Rewrite the lines below, replacing "one dot" with "a single point" wherever it appears and leaving everything else unchanged.

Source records
◇ ◇ ◇ ◇ ◇

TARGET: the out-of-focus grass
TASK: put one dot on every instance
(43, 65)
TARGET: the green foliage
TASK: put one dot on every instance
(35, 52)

◇ ◇ ◇ ◇ ◇

• Output:
TARGET: the out-of-focus grass
TASK: put a single point on every instance
(43, 65)
TARGET: the green foliage
TASK: put a single point on every instance
(35, 52)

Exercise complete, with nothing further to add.